EXERCISE BRIEF.
Return word for word the stretch of the items below that opens with the line containing "of the asphalt" and closes with the line containing "Target: asphalt race track", both of those lines included.

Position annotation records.
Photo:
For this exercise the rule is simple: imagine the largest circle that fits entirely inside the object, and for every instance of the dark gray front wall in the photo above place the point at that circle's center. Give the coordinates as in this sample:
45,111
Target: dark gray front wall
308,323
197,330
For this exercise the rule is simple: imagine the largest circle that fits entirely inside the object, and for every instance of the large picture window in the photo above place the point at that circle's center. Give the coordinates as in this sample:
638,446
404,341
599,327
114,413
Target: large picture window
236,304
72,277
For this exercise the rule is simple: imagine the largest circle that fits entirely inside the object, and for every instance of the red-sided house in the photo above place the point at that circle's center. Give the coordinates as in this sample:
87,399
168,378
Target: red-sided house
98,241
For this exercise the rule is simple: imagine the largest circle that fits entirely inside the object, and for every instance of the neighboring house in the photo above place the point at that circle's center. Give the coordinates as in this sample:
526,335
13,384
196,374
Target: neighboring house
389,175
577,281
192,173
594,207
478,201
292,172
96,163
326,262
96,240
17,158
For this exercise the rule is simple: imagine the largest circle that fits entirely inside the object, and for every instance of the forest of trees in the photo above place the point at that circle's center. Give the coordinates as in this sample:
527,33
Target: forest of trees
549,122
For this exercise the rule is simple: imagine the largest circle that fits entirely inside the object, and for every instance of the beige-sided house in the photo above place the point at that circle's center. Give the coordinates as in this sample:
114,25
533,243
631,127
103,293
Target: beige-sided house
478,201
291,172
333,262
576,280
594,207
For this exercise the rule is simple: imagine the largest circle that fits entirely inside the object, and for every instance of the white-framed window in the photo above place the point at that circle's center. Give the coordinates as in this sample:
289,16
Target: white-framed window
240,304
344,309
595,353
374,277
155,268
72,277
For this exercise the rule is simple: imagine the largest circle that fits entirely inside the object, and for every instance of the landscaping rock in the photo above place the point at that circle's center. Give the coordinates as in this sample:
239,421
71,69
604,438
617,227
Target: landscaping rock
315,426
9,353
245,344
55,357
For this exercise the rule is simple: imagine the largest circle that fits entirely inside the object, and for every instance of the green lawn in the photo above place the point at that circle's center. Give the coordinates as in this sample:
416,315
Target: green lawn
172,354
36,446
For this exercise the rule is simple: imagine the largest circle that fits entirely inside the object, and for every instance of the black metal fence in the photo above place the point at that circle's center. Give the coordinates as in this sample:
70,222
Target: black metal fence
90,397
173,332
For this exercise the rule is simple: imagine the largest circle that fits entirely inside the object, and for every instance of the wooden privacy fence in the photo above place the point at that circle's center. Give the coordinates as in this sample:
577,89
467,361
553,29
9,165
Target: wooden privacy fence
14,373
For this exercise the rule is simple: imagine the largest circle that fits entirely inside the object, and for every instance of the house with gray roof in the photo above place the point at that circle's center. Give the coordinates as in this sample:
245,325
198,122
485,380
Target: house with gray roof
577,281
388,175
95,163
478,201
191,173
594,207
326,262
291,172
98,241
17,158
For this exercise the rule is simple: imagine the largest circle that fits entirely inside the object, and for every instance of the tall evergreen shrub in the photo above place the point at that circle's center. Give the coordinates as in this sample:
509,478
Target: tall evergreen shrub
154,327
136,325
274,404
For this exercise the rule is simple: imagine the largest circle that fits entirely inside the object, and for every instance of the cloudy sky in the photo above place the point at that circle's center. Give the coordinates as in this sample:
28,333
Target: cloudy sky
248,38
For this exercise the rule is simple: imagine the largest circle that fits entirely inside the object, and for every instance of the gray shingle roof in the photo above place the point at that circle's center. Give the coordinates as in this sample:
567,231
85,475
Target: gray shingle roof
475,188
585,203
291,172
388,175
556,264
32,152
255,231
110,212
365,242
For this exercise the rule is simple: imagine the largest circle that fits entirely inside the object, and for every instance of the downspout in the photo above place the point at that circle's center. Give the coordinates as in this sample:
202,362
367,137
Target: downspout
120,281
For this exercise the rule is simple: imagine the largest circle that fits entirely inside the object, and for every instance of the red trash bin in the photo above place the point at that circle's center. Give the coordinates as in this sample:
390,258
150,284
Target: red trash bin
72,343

==

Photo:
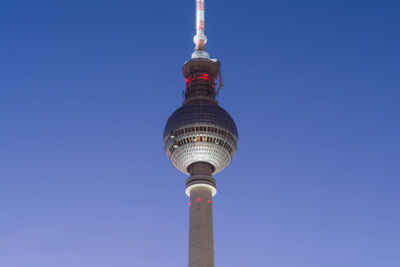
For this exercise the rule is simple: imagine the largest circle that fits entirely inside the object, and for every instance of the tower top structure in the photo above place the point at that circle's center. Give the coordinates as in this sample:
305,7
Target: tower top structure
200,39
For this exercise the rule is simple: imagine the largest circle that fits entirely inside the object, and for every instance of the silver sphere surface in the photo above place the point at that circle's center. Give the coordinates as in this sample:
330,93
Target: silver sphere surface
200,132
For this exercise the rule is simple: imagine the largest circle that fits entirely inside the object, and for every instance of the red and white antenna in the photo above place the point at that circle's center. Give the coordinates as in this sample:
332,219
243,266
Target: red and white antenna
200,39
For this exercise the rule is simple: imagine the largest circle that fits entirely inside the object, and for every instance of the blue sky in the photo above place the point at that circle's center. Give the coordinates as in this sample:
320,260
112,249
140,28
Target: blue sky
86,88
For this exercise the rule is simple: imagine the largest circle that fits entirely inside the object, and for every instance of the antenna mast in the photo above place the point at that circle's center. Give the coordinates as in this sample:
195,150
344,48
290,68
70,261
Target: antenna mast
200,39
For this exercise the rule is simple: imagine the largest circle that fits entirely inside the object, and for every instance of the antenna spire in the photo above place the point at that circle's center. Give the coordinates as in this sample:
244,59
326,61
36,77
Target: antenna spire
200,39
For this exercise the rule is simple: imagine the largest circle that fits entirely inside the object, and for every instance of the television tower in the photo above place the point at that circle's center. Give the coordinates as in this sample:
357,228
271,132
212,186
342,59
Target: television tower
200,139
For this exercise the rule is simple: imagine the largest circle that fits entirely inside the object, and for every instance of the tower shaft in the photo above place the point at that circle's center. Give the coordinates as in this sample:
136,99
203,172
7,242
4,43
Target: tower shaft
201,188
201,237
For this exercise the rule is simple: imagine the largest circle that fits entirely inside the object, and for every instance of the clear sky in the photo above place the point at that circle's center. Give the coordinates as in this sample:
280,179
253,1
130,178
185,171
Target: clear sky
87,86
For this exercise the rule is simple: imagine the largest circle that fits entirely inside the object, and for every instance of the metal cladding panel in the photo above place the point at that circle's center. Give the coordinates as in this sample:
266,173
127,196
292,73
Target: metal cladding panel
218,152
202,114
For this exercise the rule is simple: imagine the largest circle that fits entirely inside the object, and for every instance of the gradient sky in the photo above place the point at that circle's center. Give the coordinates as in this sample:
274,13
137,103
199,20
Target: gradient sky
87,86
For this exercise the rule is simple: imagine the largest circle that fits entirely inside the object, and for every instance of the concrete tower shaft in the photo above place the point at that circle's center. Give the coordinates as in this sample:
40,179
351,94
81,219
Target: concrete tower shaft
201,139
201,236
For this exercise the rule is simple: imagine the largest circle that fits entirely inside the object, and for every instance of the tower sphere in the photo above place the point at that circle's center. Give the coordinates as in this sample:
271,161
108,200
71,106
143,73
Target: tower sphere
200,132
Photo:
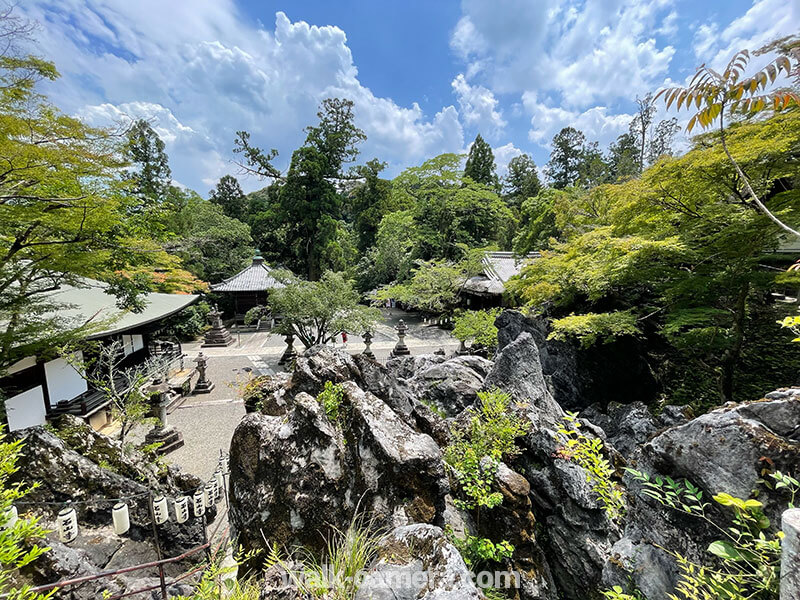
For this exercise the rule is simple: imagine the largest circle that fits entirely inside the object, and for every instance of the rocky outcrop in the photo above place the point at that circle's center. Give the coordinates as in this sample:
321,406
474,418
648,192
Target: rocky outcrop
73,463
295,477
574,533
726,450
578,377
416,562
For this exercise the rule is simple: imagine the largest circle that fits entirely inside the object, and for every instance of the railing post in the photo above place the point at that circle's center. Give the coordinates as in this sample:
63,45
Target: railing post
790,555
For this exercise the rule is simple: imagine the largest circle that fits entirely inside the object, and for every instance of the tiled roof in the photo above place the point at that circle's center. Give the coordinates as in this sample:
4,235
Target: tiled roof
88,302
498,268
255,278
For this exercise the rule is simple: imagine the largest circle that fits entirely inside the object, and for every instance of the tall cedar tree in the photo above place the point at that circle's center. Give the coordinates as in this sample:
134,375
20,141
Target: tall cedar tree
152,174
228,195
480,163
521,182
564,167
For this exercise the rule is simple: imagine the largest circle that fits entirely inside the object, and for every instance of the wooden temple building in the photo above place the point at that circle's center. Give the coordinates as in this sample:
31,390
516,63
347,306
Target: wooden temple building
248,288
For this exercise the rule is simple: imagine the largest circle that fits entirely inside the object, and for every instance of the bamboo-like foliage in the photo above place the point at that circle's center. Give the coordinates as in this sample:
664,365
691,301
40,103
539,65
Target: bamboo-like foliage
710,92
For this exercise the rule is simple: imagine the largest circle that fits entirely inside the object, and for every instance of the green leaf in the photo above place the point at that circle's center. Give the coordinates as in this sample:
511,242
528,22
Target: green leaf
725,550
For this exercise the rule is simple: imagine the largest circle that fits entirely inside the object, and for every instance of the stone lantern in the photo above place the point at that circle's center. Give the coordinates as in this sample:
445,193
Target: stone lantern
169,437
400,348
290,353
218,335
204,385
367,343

---

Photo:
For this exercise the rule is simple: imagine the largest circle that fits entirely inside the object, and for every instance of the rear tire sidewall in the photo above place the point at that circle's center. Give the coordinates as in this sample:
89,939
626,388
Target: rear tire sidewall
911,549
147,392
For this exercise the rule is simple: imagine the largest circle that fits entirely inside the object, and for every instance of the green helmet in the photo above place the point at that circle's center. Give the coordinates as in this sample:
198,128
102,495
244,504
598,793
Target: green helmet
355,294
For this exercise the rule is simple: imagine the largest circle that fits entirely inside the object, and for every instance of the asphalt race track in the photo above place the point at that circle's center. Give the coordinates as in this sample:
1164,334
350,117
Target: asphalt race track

TASK RESPONSE.
For this exercise the rule is simple: imagine the largest circle that fits entirely inside the object, and for every instance of the asphalt race track in the photo above place the point at that circle's center. Give the coordinates as in this sample:
1164,334
350,117
Target: asphalt race track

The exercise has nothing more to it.